### Exercise aim
Arrange every line of the records below as a Markdown table with two columns, "Row" for the row number and "Line" for the line itself, leaving out any blank lines.

[Location labeling records]
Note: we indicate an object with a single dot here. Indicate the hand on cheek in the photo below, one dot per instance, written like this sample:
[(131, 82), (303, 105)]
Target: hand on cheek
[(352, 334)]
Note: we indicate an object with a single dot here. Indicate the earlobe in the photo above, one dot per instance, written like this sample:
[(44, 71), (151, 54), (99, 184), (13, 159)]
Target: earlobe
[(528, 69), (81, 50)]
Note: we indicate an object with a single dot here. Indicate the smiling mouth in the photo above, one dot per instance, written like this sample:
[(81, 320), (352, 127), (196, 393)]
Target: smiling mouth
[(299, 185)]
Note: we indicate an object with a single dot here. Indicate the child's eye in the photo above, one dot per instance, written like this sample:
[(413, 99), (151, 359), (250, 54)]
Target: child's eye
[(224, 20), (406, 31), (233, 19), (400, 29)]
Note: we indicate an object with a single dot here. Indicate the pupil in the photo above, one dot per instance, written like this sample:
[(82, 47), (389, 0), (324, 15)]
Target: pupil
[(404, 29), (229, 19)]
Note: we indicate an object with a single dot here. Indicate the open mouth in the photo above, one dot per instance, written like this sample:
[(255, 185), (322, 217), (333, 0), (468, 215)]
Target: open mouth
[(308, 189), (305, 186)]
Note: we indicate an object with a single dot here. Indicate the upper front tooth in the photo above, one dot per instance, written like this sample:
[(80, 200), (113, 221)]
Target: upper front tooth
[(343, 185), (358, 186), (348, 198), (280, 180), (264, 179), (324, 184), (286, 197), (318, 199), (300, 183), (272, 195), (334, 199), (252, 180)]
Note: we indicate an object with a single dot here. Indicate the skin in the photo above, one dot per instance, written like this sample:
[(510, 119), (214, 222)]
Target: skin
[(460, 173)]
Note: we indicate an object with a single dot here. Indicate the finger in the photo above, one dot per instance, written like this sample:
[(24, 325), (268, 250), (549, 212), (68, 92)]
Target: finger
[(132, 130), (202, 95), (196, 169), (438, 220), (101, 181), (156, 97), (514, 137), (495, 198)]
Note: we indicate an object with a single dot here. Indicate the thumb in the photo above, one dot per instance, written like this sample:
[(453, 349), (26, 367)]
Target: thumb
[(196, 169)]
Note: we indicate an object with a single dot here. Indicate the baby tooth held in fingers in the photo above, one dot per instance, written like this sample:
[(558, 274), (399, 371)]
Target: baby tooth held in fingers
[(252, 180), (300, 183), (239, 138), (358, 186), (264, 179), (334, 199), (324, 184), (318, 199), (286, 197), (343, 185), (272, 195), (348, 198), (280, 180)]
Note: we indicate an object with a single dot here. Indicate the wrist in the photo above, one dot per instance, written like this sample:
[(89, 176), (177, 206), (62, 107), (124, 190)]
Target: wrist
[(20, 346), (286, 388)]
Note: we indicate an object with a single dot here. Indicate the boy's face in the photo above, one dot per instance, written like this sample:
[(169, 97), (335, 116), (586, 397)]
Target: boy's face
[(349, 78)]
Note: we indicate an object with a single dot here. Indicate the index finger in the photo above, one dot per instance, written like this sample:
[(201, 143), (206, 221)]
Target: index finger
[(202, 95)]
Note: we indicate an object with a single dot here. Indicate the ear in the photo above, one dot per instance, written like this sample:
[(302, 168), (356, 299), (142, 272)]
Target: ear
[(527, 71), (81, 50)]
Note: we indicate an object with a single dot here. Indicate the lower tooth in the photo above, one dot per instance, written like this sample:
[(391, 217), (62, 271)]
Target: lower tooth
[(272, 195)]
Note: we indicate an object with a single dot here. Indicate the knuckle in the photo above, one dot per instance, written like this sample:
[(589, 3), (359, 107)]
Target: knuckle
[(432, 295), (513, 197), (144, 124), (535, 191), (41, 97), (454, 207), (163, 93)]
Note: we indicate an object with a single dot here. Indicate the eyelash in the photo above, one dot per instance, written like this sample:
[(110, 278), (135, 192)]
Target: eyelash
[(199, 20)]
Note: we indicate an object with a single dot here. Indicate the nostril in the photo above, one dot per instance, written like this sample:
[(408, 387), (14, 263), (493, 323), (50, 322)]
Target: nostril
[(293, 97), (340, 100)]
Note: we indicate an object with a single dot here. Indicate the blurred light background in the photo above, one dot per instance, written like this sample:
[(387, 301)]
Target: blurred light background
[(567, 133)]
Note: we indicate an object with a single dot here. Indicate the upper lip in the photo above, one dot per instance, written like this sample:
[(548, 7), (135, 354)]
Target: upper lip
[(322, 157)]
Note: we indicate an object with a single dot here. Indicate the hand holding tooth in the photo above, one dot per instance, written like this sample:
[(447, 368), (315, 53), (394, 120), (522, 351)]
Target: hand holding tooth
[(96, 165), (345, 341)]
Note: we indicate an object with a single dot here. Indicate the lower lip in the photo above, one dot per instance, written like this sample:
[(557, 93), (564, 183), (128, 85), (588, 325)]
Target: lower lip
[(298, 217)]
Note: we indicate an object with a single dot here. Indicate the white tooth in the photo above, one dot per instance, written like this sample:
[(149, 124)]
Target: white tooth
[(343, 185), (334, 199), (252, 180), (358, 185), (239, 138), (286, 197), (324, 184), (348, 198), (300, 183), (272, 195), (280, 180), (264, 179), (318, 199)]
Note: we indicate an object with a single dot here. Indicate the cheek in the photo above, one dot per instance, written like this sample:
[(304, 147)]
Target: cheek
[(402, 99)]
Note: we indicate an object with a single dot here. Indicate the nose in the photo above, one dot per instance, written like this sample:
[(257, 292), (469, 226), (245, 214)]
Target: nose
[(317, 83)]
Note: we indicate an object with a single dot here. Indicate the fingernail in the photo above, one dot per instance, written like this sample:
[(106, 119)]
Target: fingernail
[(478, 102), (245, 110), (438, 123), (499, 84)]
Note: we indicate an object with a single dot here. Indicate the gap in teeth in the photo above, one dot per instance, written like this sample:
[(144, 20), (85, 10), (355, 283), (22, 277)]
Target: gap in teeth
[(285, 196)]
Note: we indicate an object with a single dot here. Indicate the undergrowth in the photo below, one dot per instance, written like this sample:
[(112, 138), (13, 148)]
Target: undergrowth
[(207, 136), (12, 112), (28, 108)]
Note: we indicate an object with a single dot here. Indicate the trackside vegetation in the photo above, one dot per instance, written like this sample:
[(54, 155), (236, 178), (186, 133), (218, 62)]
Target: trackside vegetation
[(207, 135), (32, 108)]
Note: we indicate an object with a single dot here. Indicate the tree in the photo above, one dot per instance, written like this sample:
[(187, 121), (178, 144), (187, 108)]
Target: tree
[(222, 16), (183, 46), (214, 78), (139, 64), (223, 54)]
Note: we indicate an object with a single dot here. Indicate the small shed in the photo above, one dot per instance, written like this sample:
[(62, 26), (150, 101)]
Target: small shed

### Expected answer
| Row | Line |
|---|---|
| 1 | Note: we indicate an object with a single dot here. Indicate the hand on cheek in the photo below, one dot per instance, written like this sample: |
| 2 | [(131, 82), (303, 105)] |
| 3 | Target: hand on cheek |
| 4 | [(352, 334)] |
| 5 | Note: we indicate an object with a single dot here. Indicate the earlobe in the photo above, one dot per instance, written like this sample: |
| 6 | [(44, 71), (151, 54), (99, 184), (13, 159)] |
| 7 | Target: earlobe |
| 8 | [(528, 69), (81, 50)] |
| 9 | Note: we indicate an object with a single dot here. Indicate the smiling mouth in the photo above, one dot per instance, written like this sample: |
| 10 | [(81, 320), (352, 127), (196, 393)] |
| 11 | Target: smiling mouth |
| 12 | [(299, 185)] |
| 13 | Note: we indicate an object with a single dot here. Indicate the child's eye in the photo above, one dot per instance, written like this sample: |
| 14 | [(413, 99), (151, 359), (250, 54)] |
| 15 | Target: child's eye |
| 16 | [(224, 20), (406, 31), (233, 19), (400, 29)] |
| 17 | Note: we indicate an object with a single dot here. Indicate the pupil in the photo above, one dot per instance, written like this sample: |
| 18 | [(82, 47), (389, 0), (324, 15)] |
| 19 | Target: pupil |
| 20 | [(404, 29), (229, 19)] |
| 21 | Note: we indicate an object with a single dot here. Indicate the open mouth in the photo above, one dot per instance, written like this sample: |
| 22 | [(255, 185), (322, 217), (333, 0), (468, 215)] |
| 23 | Target: open mouth |
| 24 | [(308, 189), (305, 186)] |
| 25 | Note: we indicate an object with a single dot here. Indicate the upper front tooth in the photo above, one dot per instance, written like this sample: |
| 26 | [(80, 200), (113, 221)] |
| 27 | Target: upper front tooth |
| 28 | [(343, 185), (358, 186), (348, 198), (280, 180), (264, 179), (324, 184), (286, 197), (318, 199), (300, 183), (272, 195), (334, 199), (252, 180)] |
| 29 | Note: we indicate an object with a single dot here. Indicate the skin in the photo above, one dot per instance, written like this sample: |
| 30 | [(510, 119), (214, 222)] |
| 31 | Target: skin |
| 32 | [(460, 173)] |
| 33 | Note: we indicate an object with a single dot here. Indicate the finger in the photo above, one dot per instance, written like this sample: |
| 34 | [(24, 325), (268, 250), (549, 212), (68, 92)] |
| 35 | Target: finger |
| 36 | [(132, 130), (202, 95), (196, 169), (438, 220), (101, 181), (156, 97), (514, 137), (495, 198)] |
| 37 | Note: we indicate an object with a single dot here. Indicate the thumb in the photo above, one dot per instance, written like this sample: |
| 38 | [(453, 349), (26, 367)] |
| 39 | Target: thumb |
| 40 | [(196, 169)] |
| 41 | Note: we indicate an object with a single dot here. Indicate the baby tooth held in fingers in the photo above, one dot per instance, written like this sample: |
| 42 | [(558, 274), (399, 371)] |
| 43 | Target: baby tooth held in fingers |
| 44 | [(252, 180), (300, 183), (239, 138), (358, 186), (264, 179), (334, 199), (324, 184), (318, 199), (286, 197), (343, 185), (272, 195), (348, 198), (280, 180)] |
| 45 | Note: we indicate an object with a single dot here. Indicate the wrist in the photo above, one dot per instance, written like this sample: |
| 46 | [(89, 176), (177, 206), (62, 107), (124, 190)] |
| 47 | Target: wrist |
| 48 | [(20, 346), (286, 388)] |
| 49 | Note: we indicate an object with a single dot here. Indicate the boy's face in the photo above, one dot per instance, written like this sample: |
| 50 | [(169, 97), (335, 116), (586, 397)] |
| 51 | Target: boy's face |
| 52 | [(349, 78)] |
| 53 | Note: we indicate an object with a single dot here. Indicate the index finger in the photo above, one dot per instance, written like this sample: |
| 54 | [(201, 143), (206, 221)] |
| 55 | Target: index finger |
| 56 | [(202, 95)] |
| 57 | Note: we indicate an object with a single dot here. Indicate the ear in the photo above, one dot per instance, written like this sample: |
| 58 | [(302, 168), (356, 299), (142, 272)] |
| 59 | Target: ear |
| 60 | [(527, 71), (81, 50)] |
| 61 | Note: we indicate an object with a single dot here. Indicate the lower tooth in the photo above, one dot per instance, written like this sample: |
| 62 | [(391, 217), (62, 271)] |
| 63 | Target: lower tooth |
| 64 | [(272, 195)] |
| 65 | Note: we indicate an object with a single dot here. Indicate the knuckle in the photo above, one dot per instance, written like this sample: |
| 66 | [(589, 3), (359, 107)] |
| 67 | Target: knuckle |
| 68 | [(432, 295), (513, 197), (144, 124), (535, 191), (41, 97), (454, 207), (163, 93)] |
| 69 | Note: we indicate an object with a single dot here. Indicate the eyelash in the photo above, one dot per instance, written like this sample: |
| 70 | [(110, 278), (135, 192)] |
| 71 | Target: eyelash |
| 72 | [(199, 20)] |
| 73 | Note: we indicate an object with a single dot here. Indicate the nostril in the photo above, one dot per instance, written like this sample: |
| 74 | [(408, 387), (14, 263), (493, 323), (50, 322)] |
| 75 | Target: nostril |
| 76 | [(293, 97), (340, 100)] |
| 77 | Note: we indicate an object with a single dot here. Indicate the blurred light background in the photo above, one dot per instance, written like this sample: |
| 78 | [(387, 301)] |
| 79 | Target: blurred light background |
| 80 | [(567, 133)] |
| 81 | Note: we indicate an object with a single dot here. Indicate the upper lip in the photo above, one dot per instance, written like this sample: |
| 82 | [(548, 7), (135, 354)] |
| 83 | Target: upper lip |
| 84 | [(322, 157)] |
| 85 | Note: we indicate an object with a single dot here. Indicate the hand holding tooth in the photo above, one dot per instance, written like this sample: |
| 86 | [(447, 368), (315, 53), (394, 120), (522, 351)] |
| 87 | Target: hand holding tooth |
| 88 | [(96, 165), (345, 341)] |
| 89 | Note: we indicate an object with a single dot here. Indicate the lower lip in the photo above, one dot per instance, written like this sample: |
| 90 | [(557, 93), (564, 183), (128, 85), (588, 325)] |
| 91 | Target: lower lip |
| 92 | [(298, 217)] |
| 93 | Note: we indicate an object with a single dot here. Indicate the white tooth in the photo above, one dot per instance, written like this sample: |
| 94 | [(149, 124)] |
| 95 | Target: white tooth |
| 96 | [(343, 185), (334, 199), (252, 180), (358, 185), (239, 138), (286, 197), (324, 184), (348, 198), (300, 183), (272, 195), (280, 180), (264, 179), (318, 199)] |
| 97 | Note: we indicate an object with a single dot here. Indicate the cheek in the photo above, one dot per instance, written like this sample: |
| 98 | [(304, 147)] |
| 99 | Target: cheek |
| 100 | [(402, 99)] |
| 101 | Note: we indicate an object with a single dot here. Indicate the nose in the photo above, one dot per instance, written like this sample: |
| 102 | [(257, 292), (469, 226), (245, 214)] |
| 103 | Target: nose |
| 104 | [(317, 83)] |
| 105 | Note: we indicate an object with a single dot here. Indicate the fingernail in the photo above, one dot per instance, written like this sample: |
| 106 | [(106, 119)] |
| 107 | Target: fingernail |
| 108 | [(478, 102), (245, 110), (438, 123), (499, 84)] |
| 109 | Note: we indicate an object with a single dot here. Indicate the gap in teeth in the photo above, one dot per instance, written like this sample: |
| 110 | [(144, 20), (85, 10), (355, 283), (22, 277)] |
| 111 | Target: gap in teeth |
| 112 | [(285, 196)] |
| 113 | Note: we indicate an object with a single dot here. Indicate the undergrowth in the photo below, one dot per instance, written like this sample: |
| 114 | [(112, 138), (13, 148)] |
| 115 | Target: undergrowth |
| 116 | [(207, 136), (12, 112), (28, 108)] |
| 117 | Note: we indicate an object with a single dot here. Indicate the trackside vegetation in the photo above, one dot per instance, written like this sample: |
| 118 | [(54, 155), (236, 178), (186, 133), (218, 62)] |
| 119 | Target: trackside vegetation |
| 120 | [(207, 135), (32, 108)] |
| 121 | Note: we indicate an object with a single dot here. Indicate the tree in the photo above, one dot per instance, written like this sample: |
| 122 | [(187, 121), (178, 144), (187, 108)] |
| 123 | Target: tree |
| 124 | [(222, 16), (183, 46), (214, 78), (139, 64), (223, 54)] |
| 125 | Note: we indicate an object with a single dot here. Indicate the small shed in the photo above, one dot per instance, written like this sample: |
| 126 | [(62, 26), (150, 101)] |
| 127 | Target: small shed |